--- START Listing ---
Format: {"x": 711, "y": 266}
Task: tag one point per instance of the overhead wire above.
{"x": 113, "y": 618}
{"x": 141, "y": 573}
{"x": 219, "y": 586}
--- END Listing ---
Reproduce each line of the records above without any change.

Format: {"x": 711, "y": 266}
Task: tag one point per instance of the overhead wire above.
{"x": 113, "y": 618}
{"x": 141, "y": 573}
{"x": 219, "y": 586}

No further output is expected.